*Task statement:* Repeat each of the rows below word for word, leaving out the pictures.

[Photo object pointing rows]

━━━

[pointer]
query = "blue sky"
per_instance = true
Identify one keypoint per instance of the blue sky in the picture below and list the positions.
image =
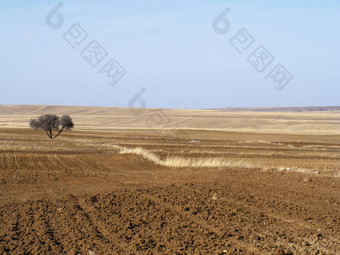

━━━

*Result:*
[pointer]
query = "blue sky"
per_instance = true
Identify one keypoint per instance of the blue sky in the picture below and list the positions.
image =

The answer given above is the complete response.